=== Work to do ===
Pull out every line from the items below that contains the word "column".

=== Raw records ===
——————

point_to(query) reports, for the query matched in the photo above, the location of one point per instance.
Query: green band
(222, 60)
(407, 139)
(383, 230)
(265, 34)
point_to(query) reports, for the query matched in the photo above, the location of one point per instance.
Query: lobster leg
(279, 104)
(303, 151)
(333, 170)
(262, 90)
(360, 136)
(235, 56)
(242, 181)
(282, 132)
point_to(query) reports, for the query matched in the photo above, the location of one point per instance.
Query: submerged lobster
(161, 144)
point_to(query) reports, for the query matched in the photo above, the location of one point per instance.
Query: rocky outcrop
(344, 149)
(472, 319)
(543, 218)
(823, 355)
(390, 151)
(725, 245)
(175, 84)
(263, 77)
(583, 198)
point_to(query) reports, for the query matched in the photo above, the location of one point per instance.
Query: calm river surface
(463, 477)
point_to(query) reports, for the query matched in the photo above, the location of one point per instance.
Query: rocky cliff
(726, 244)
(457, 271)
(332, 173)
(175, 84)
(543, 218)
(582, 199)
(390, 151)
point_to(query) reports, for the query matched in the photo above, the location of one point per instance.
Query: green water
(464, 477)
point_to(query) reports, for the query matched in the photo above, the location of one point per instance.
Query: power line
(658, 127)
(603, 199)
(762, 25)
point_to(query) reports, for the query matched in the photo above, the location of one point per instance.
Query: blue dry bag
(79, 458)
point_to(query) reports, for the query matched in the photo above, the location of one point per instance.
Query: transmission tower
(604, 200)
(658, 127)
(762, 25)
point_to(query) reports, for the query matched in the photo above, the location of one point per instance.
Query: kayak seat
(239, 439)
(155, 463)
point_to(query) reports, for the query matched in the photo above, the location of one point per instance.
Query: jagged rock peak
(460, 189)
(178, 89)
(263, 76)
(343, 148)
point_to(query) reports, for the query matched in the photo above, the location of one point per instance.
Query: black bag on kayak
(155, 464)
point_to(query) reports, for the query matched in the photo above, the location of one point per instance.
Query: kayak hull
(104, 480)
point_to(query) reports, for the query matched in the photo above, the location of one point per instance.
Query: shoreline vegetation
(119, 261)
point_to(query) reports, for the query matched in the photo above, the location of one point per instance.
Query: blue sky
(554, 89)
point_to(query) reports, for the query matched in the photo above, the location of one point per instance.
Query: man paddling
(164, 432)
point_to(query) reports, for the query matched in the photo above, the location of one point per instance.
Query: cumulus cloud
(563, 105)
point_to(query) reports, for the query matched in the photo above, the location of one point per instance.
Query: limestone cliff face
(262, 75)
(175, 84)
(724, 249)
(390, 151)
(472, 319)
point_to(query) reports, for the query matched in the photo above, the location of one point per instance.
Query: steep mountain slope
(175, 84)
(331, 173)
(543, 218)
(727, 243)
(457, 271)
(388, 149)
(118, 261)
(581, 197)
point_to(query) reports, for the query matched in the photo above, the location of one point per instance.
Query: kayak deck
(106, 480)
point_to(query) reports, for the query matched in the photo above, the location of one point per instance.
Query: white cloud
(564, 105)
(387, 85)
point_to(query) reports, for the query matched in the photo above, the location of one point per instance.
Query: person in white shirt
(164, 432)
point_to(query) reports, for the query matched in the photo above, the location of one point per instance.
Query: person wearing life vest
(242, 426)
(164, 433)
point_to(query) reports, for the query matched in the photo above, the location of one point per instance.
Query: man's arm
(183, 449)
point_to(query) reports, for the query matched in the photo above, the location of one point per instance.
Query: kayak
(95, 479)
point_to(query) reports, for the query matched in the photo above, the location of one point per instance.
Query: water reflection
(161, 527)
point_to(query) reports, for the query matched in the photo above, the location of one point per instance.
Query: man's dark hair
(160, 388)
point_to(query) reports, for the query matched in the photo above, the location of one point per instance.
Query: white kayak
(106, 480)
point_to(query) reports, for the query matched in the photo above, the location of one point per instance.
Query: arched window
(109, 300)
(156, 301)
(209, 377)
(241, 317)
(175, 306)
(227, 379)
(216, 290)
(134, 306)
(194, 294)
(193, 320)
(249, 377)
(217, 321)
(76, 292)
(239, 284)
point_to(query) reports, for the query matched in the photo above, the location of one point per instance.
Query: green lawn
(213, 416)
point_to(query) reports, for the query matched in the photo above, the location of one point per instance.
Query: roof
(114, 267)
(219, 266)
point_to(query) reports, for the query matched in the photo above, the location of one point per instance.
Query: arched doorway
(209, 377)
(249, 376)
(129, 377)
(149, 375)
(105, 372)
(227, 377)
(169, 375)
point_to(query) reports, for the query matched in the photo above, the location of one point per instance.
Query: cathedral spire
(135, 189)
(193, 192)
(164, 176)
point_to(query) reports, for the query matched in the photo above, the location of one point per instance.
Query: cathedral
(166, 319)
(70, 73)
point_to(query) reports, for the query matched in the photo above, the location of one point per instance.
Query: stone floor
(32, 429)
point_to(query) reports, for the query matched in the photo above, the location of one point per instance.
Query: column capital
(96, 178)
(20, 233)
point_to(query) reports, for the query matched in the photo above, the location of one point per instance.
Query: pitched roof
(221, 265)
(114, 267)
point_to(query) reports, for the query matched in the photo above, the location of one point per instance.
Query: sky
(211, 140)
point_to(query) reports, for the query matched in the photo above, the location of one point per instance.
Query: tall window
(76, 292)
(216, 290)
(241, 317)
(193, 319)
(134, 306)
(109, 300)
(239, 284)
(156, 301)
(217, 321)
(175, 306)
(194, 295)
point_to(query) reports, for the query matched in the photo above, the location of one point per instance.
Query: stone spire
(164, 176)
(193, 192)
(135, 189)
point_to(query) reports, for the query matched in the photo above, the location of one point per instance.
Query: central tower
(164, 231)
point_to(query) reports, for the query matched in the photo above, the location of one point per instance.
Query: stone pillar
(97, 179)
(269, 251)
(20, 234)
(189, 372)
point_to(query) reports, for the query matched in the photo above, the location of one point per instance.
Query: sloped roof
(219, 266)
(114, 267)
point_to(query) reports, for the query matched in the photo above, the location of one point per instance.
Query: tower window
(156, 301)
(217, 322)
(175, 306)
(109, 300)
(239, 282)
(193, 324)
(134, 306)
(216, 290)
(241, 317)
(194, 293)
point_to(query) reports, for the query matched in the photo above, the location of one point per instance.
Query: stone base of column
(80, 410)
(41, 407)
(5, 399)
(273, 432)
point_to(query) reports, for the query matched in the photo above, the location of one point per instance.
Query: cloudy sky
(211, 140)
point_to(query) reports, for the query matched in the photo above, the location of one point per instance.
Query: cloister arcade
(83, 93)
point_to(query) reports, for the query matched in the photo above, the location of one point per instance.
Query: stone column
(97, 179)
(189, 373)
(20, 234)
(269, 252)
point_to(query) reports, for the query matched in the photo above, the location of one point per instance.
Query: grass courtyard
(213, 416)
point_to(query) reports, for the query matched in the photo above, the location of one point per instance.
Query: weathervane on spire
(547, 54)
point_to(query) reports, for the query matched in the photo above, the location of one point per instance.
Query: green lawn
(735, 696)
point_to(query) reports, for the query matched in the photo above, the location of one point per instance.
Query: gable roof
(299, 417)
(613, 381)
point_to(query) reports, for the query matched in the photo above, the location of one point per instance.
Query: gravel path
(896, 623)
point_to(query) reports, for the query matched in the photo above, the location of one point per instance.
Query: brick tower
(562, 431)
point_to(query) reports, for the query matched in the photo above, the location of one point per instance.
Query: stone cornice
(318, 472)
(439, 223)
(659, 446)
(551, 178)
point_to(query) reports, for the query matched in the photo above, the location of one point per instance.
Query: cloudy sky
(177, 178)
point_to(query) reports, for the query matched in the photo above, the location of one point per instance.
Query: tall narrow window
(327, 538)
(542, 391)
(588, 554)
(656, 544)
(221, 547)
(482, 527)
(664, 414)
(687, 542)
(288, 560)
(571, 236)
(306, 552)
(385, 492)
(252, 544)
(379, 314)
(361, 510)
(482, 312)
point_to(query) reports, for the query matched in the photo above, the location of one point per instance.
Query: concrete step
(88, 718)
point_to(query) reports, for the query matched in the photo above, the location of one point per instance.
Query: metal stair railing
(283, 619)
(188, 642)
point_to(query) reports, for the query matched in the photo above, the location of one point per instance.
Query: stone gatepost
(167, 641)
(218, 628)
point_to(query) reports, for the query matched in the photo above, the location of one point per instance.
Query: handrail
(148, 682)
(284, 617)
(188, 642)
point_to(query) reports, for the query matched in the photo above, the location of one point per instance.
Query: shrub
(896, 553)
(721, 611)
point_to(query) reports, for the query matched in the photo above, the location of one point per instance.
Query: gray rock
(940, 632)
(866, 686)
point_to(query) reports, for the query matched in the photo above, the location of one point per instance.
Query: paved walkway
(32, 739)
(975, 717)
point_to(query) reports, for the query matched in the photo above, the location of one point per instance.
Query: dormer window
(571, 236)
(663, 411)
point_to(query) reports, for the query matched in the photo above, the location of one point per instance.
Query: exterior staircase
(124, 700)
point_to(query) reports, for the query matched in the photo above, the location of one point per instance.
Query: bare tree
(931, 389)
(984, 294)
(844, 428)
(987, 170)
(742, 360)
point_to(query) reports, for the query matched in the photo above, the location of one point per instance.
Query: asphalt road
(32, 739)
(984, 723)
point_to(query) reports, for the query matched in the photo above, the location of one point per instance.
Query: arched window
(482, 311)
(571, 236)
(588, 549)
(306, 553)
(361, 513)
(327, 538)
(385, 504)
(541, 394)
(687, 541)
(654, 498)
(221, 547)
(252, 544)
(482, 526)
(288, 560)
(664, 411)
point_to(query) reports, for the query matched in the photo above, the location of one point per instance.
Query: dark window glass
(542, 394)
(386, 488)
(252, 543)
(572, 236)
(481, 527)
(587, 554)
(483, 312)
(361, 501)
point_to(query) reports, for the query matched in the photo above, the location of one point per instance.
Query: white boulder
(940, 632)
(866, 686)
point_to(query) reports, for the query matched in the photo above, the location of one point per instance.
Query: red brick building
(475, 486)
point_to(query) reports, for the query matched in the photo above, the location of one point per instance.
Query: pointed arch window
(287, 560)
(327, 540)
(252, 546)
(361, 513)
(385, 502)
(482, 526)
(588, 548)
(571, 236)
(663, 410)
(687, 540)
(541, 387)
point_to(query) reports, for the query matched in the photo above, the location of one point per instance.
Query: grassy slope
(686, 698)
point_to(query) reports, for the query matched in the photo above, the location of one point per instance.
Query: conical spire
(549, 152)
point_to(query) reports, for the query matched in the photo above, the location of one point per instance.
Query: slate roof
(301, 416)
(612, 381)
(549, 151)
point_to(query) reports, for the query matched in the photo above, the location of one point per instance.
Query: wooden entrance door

——————

=== In response ===
Query: column capital
Query: stone base of column
Query: stone column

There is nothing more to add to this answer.